(SELECTED EXTRACT):
Print version ISSN 0042-9686
Bull World Health Organ vol.79 n.8 Genebra Jan. 2001
Poor countries get free online access to medical journals
The six publishers of about 1500 of the world's leading medical journals have agreed to provide online access to their journals free or almost free to developing country institutions. At a press conference in London on 9 July, the publishers said the agreement, which was facilitated by WHO with support from the BMJ Publishing Group and the Soros Foundations Network, would take effect from January next year and would benefit at least 600 institutions universities, medical schools, research institutions, nursing schools in about 100 developing countries. The six publishers are Blackwell, Elsevier Science, Harcourt Worldwide STM Group, John Wiley, Springer Verlag, and Wolters Kluwer International Health & Science.
Under the agreement, readers in the 60 or so developing countries with a per capita gross national product (GNP) of less than US$ 1000 will have entirely free or, in the case of one publisher, almost free online access to the journals. Readers in the approximately 30 countries with a per capita GNP of between US$ 1000 and US$ 3000 will be offered deeply discounted subscription rates. The agreement will be monitored for an initial three years, at which time decisions will be taken about any changes required to the present arrangement.
The announcement was greeted with almost universal acclaim, verging at times on the awestruck. "Stunning!" was how Ms Helga Patrikios, a librarian at the University of Zimbabwe Medical School in Harare, expressed it. "It really does close the gap [between rich and poor countries]." Dr Richard Smith, editor of the British Medical Journal (BMJ), called the agreement "momentous" and said it "completely transforms their [developing country readers'] environment. It's like a desert turning into a garden". WHO director-general Dr Gro Harlem Brundtland called it "a real breakthrough ... perhaps the biggest step ever taken toward reducing the health information gap between rich and poor countries".
A few critics, however, tinged the euphoria created by the announcement with fears that potential readers in parts of the developing world that lack the logistic and material infrastructure to access these journals electronically will be deprived of the benefits of the arrangement. WHO is tackling this problem through the UN Health InterNetwork project to speed the supply of computers and Internet connections to poor countries and to use the Internet to support public health programmes in these countries.

Collected data
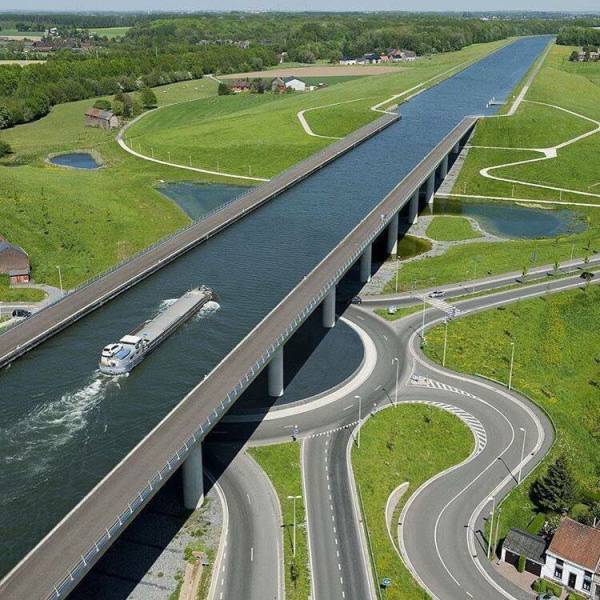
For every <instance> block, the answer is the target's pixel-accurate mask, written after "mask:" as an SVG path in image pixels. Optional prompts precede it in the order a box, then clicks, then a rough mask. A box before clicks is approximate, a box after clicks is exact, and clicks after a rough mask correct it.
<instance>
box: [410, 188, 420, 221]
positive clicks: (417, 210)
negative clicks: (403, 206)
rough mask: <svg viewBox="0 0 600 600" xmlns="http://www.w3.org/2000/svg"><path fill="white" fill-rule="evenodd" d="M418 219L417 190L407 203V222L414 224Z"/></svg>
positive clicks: (418, 206)
mask: <svg viewBox="0 0 600 600" xmlns="http://www.w3.org/2000/svg"><path fill="white" fill-rule="evenodd" d="M418 220H419V190H417V191H416V192H415V193H414V194H413V195H412V198H411V199H410V201H409V204H408V222H409V223H410V224H411V225H414V224H415V223H416V222H417V221H418Z"/></svg>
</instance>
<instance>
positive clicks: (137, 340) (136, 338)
mask: <svg viewBox="0 0 600 600" xmlns="http://www.w3.org/2000/svg"><path fill="white" fill-rule="evenodd" d="M212 299H213V293H212V290H210V289H209V288H207V287H200V288H195V289H193V290H190V291H189V292H186V293H185V294H184V295H183V296H181V298H178V299H177V300H176V301H175V302H174V303H173V304H171V306H169V307H168V308H166V309H165V310H164V311H162V312H161V313H160V314H159V315H157V316H156V317H155V318H154V319H151V320H149V321H146V322H145V323H143V324H142V325H140V326H139V327H136V329H134V330H133V331H132V332H131V333H129V334H127V335H124V336H123V337H122V338H121V339H120V340H119V341H118V342H117V343H115V344H109V345H108V346H105V347H104V349H103V350H102V356H101V358H100V364H99V366H100V372H102V373H104V374H105V375H123V374H125V373H129V372H130V371H131V370H132V369H133V368H135V367H136V366H137V365H139V364H140V363H141V362H142V361H143V360H144V358H146V356H148V354H150V352H152V350H154V349H155V348H156V347H157V346H158V345H159V344H160V343H161V342H163V341H164V340H165V339H166V338H167V337H169V336H170V335H171V334H172V333H173V332H174V331H175V329H177V328H178V327H179V326H180V325H182V324H183V323H185V321H187V320H188V319H189V318H191V317H192V316H193V315H195V314H196V313H197V312H198V311H199V310H200V309H201V308H202V307H203V306H204V305H205V304H206V303H207V302H210V301H211V300H212Z"/></svg>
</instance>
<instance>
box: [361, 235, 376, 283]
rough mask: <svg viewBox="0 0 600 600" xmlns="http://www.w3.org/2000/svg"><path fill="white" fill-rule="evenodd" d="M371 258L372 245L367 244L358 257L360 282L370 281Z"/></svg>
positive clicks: (364, 282) (366, 281) (362, 282)
mask: <svg viewBox="0 0 600 600" xmlns="http://www.w3.org/2000/svg"><path fill="white" fill-rule="evenodd" d="M372 256H373V244H369V245H368V246H367V247H366V248H365V251H364V252H363V253H362V256H361V257H360V282H361V283H367V282H368V281H371V259H372Z"/></svg>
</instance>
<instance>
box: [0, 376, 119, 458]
mask: <svg viewBox="0 0 600 600" xmlns="http://www.w3.org/2000/svg"><path fill="white" fill-rule="evenodd" d="M115 385H116V386H119V385H120V384H119V381H118V378H114V377H110V378H107V377H103V376H102V375H101V374H100V372H99V371H95V372H94V374H93V375H92V378H91V380H90V381H89V383H87V384H86V385H85V386H83V387H82V388H80V389H77V390H75V391H72V392H65V393H64V394H63V395H62V396H61V397H60V398H59V399H58V400H53V401H51V402H47V403H44V404H42V405H40V406H37V407H35V408H34V409H33V410H32V411H31V412H30V413H29V414H27V415H26V416H25V417H23V418H22V419H20V420H19V421H17V422H16V423H14V424H13V425H11V426H10V427H8V428H0V447H3V448H11V447H12V448H14V449H15V451H16V452H15V453H14V454H12V453H10V452H7V453H6V454H5V455H4V456H3V457H2V462H4V463H5V464H12V463H18V462H21V461H24V460H26V459H27V458H29V457H31V456H32V455H38V456H39V463H38V464H39V466H42V465H41V464H42V463H45V462H47V461H48V460H49V459H50V455H51V452H50V450H52V449H53V448H58V447H60V446H63V445H64V444H66V443H68V442H69V441H70V440H71V439H72V438H73V437H74V436H75V435H76V434H77V432H79V431H81V430H82V429H84V428H85V427H86V425H87V423H88V420H89V418H90V415H91V413H92V412H93V411H94V409H95V408H96V407H97V406H98V405H99V404H100V402H101V401H102V400H103V399H104V397H105V394H106V391H107V389H108V388H109V387H111V386H115Z"/></svg>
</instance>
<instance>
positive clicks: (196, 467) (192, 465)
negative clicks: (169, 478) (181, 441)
mask: <svg viewBox="0 0 600 600" xmlns="http://www.w3.org/2000/svg"><path fill="white" fill-rule="evenodd" d="M182 469H183V505H184V506H185V507H186V508H187V509H188V510H196V509H197V508H200V507H201V506H202V504H203V503H204V471H203V469H202V445H201V444H197V445H196V446H194V447H193V448H192V450H191V452H190V453H189V455H188V457H187V458H186V459H185V462H184V463H183V467H182Z"/></svg>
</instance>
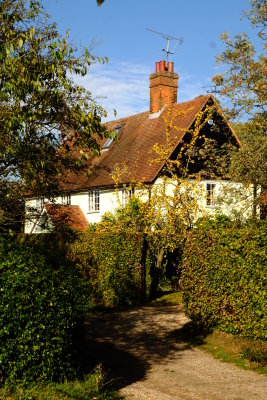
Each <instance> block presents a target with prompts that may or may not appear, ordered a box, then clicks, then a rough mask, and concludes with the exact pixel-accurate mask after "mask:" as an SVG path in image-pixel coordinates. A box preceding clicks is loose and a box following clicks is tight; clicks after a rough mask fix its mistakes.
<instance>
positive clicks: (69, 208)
mask: <svg viewBox="0 0 267 400" xmlns="http://www.w3.org/2000/svg"><path fill="white" fill-rule="evenodd" d="M44 208H45V210H46V212H47V214H48V215H49V217H50V218H51V220H52V222H53V223H54V224H60V225H65V226H68V227H70V228H73V229H79V230H84V229H86V228H88V221H87V219H86V217H85V215H84V213H83V212H82V210H81V209H80V207H79V206H72V205H61V204H45V205H44Z"/></svg>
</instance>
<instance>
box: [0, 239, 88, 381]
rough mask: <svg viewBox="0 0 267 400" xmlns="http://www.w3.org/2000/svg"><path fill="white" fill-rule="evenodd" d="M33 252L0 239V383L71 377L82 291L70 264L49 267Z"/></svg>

(AIM OF THE EXERCISE): From the report on free online access to medical journals above, reproduce word for word the passage starting with "A few critics, however, tinged" and going on through "in these countries.".

(EXPECTED ANSWER):
A few critics, however, tinged the euphoria created by the announcement with fears that potential readers in parts of the developing world that lack the logistic and material infrastructure to access these journals electronically will be deprived of the benefits of the arrangement. WHO is tackling this problem through the UN Health InterNetwork project to speed the supply of computers and Internet connections to poor countries and to use the Internet to support public health programmes in these countries.